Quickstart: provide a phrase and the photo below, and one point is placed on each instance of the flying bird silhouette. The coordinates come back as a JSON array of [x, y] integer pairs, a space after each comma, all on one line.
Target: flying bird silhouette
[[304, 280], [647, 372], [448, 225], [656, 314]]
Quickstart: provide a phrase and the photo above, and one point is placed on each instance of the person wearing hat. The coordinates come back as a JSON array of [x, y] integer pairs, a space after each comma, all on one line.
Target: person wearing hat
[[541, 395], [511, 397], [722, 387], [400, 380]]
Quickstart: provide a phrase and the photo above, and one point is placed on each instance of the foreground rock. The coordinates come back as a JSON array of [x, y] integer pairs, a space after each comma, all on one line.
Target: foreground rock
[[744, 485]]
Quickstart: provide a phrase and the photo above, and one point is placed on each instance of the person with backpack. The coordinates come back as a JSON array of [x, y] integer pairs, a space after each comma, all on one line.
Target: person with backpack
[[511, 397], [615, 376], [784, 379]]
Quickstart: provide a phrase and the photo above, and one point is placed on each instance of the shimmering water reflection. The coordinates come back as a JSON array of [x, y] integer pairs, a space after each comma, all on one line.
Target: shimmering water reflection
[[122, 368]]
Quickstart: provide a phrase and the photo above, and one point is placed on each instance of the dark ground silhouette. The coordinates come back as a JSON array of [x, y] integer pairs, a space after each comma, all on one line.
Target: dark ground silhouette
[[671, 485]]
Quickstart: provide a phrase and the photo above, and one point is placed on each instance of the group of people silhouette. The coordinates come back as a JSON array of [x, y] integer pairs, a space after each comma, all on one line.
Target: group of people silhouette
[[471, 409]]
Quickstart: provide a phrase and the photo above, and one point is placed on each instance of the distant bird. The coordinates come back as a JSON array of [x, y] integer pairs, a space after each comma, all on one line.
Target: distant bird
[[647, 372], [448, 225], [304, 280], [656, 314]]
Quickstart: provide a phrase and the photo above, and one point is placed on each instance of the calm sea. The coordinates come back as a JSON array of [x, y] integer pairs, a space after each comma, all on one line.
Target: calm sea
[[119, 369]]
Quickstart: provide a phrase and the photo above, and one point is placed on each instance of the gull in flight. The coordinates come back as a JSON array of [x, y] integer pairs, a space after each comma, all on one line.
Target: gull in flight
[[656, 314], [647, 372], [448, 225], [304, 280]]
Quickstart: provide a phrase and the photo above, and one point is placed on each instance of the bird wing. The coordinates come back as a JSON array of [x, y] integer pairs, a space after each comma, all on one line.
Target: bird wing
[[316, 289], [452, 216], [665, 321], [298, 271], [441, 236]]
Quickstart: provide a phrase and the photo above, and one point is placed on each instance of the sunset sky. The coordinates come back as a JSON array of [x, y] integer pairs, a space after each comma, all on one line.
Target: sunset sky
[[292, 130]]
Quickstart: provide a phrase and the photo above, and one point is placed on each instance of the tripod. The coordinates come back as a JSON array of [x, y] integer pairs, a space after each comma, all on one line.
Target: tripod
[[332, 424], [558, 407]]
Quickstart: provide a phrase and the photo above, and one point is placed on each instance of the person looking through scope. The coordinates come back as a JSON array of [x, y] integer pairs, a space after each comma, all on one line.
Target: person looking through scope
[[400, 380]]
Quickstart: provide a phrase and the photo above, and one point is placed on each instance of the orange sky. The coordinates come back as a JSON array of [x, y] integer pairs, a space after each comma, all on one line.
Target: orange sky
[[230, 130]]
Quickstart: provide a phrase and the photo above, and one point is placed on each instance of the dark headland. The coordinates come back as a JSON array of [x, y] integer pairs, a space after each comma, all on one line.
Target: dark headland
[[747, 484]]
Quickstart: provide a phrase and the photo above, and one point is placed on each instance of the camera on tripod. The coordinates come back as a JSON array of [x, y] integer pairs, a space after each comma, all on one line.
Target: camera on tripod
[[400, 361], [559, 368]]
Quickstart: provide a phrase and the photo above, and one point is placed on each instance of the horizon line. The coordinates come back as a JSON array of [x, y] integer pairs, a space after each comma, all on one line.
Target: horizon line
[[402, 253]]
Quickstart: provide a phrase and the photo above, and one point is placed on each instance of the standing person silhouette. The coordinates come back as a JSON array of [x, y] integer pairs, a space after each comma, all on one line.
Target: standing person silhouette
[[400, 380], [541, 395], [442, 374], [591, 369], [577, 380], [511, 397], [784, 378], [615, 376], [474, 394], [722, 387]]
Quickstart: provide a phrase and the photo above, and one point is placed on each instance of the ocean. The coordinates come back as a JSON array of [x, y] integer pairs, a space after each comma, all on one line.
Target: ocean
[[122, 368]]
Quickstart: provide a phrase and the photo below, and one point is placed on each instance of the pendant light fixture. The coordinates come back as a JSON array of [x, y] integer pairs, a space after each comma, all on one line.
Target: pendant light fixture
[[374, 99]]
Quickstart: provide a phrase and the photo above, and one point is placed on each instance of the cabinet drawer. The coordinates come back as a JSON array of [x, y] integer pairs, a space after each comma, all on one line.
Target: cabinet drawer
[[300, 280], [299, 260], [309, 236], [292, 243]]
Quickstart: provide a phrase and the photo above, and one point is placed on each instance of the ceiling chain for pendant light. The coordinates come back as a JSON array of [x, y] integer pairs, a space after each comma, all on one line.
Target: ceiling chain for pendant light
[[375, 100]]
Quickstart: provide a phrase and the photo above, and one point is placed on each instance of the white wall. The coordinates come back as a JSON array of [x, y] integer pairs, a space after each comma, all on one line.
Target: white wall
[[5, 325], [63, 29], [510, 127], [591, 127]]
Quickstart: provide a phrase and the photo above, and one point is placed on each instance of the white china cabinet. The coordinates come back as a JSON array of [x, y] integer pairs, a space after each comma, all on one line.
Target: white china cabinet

━━━━━━━━━━━━━━━━

GOAL OF THE EXERCISE: Reproduce all of the material above, substituting "Instructions" for each occurrence of "Quickstart" and leaving every other character as it is.

FINISHED ANSWER:
Instructions: provide a phrase and the photo below, and one point is placed on each instance of the flying bird silhouette. The coordinates come back as a JSON array of [x, y] integer pairs, a space after each comma, all on one line.
Target: flying bird silhouette
[[304, 280], [647, 372], [448, 225], [656, 314]]
Instructions: provide a phrase and the photo above, and one point is placed on each instance of the person wearing hat. The coordinates come back as a JSON array of [x, y] integer pairs, a space after each comma, all on one line.
Target: person wearing hat
[[541, 395], [511, 397], [722, 387], [400, 380]]
Instructions: provide a phrase and the photo above, and one point is placed on each instance of the foreground rock. The coordinates come back as a JSON array of [x, y] integer pairs, a space after each comma, all on one line.
Target: foreground rock
[[744, 485]]
Instructions: provide a phrase and the photo above, and one point is placed on each instance of the person with backpack. The coordinates come back as a JSON array of [x, y] integer pairs, a space after each comma, all on one line.
Target: person with backpack
[[511, 397], [615, 376], [784, 379]]
Instructions: provide a phrase and the photo above, and one point is placed on each instance of the shimmering water reflection. The coordinates come back as a JSON array of [x, y] integer pairs, a space after each comma, all on one line.
Target: shimmering water reflection
[[122, 368]]
Instructions: provide a phrase and the photo above, and one point is placed on each instance of the dark ground silhouette. The coordinates come back as a JSON array of [x, y] integer pairs, a space after each comma, all on one line.
Target: dark ground silhouette
[[671, 485]]
Instructions: provide a phrase and the photo above, and one point is placed on each instance of the group of people silhouette. The coordinates come back as a JSON array of [x, y] integer pairs, a space after each comma, all on one line.
Target: group of people silhouette
[[471, 409]]
Instructions: provide a phrase and the photo above, and one point is placed on each instance of the distant bird. The coordinates come back as a JSON array of [x, y] integer pairs, a space after each comma, all on one line.
Target: distant bird
[[647, 372], [448, 225], [304, 280], [656, 314]]
Instructions: provide a phrase and the photo above, and one point is placed on each instance of the calm sea. The coordinates come back as a JSON array of [x, y] integer pairs, a space after each comma, all on one line.
Target: calm sea
[[119, 369]]
Instructions: provide a phrase and the photo above, and one point is placed on each instance of the gull in flight. The coordinates come back as a JSON array of [x, y] integer pairs, a space after each comma, all on one line.
Target: gull in flight
[[656, 314], [647, 372], [448, 225], [304, 280]]
Instructions: provide a phrase and the photo above, and one point is placed on each instance of the bird wing. The coordinates come back as a JSON array of [x, y] integer pairs, a space after each comma, all on one line.
Target: bird wing
[[316, 289], [452, 216], [665, 321], [298, 271], [441, 236]]
Instructions: provide a phrase and the photo above, and one point is placed on each instance of the sunset sky. The coordinates come back as a JSON array of [x, y] integer pairs, a space after each comma, all on one line.
Target: sunset sky
[[292, 130]]
Instructions: provide a phrase and the photo above, and one point is placed on each instance of the tripod. The coordinates come back as a JSON array of [x, y] integer pairs, a space after each comma, all on one line.
Target: tripod
[[332, 424], [558, 407]]
Instructions: provide a phrase and the photo above, and one point is placed on each instance of the person looking through scope. The coordinates come back as a JSON array of [x, y] integer pairs, a space after each comma, all on one line.
Target: person looking through scope
[[400, 380]]
Instructions: provide a phrase and the photo above, and one point is placed on each instance of the orange sky. The coordinates come back as a JSON array of [x, y] integer pairs, a space after each comma, all on one line.
Target: orange sky
[[230, 130]]
Instructions: provide a phrase and the photo above, and one point is placed on each instance of the dark headland. The coordinates come back as a JSON array of [x, y] integer pairs, a space after each comma, all on one line.
Target: dark headland
[[747, 484]]
Instructions: provide a phrase and the photo above, and one point is placed on each instance of the camera on tripod. The coordinates come back as a JSON array of [x, y] integer pairs, a space after each comma, all on one line.
Target: camera on tripod
[[400, 361], [559, 368]]
Instructions: provide a phrase and the photo above, and one point is placed on each instance of the horizon line. The coordinates come back as a JSON array of [x, y] integer pairs, a space after each comma, all on one line.
Target: horizon line
[[402, 253]]
Instructions: provide a phrase and the photo above, and one point is placed on each instance of the standing person silhouette. The coordinates come back as a JSON array of [x, y] integer pairs, a space after each comma, all on one line.
Target: standing person silhouette
[[400, 380], [541, 395], [442, 374], [591, 369], [577, 380], [511, 397], [784, 378], [615, 376], [474, 394], [722, 387]]
Instructions: provide a phrase and the photo above, and one point is placed on each instance of the ocean. The coordinates come back as a JSON array of [x, y] integer pairs, a space after each comma, all on one line.
Target: ocean
[[122, 368]]
Instructions: provide a phrase and the photo below, and one point is placed on each instance of the pendant light fixture. The coordinates come back as a JSON array of [x, y] integer pairs, a space after each comma, all on one line.
Target: pendant light fixture
[[374, 99]]
Instructions: provide a phrase and the photo above, and one point is placed on each instance of the cabinet drawer. The coordinates come back as a JSON array of [x, y] integer pairs, a space after each comma, all on one line.
Target: cabinet drawer
[[300, 280], [299, 260], [309, 236], [292, 243]]
Instructions: provide a phrase and the photo above, and one point is placed on each instance of the ceiling chain for pendant light. The coordinates come back as a JSON array of [x, y] integer pairs, a space after each comma, all on one line.
Target: ceiling chain for pendant light
[[375, 100]]
Instructions: provide a phrase and the photo above, and one point is placed on each instance of the white wall. The coordinates come back as a JSON array of [x, y] integer pairs, a space after each comma, all on one line.
Target: white wall
[[5, 325], [63, 29], [510, 127], [591, 127]]
Instructions: provide a phrase and the photo above, and one point is placed on each instance of the white china cabinet. The coordinates come back as a JSON array of [x, y] integer pairs, a space after each comma, all on one line.
Target: white china cabinet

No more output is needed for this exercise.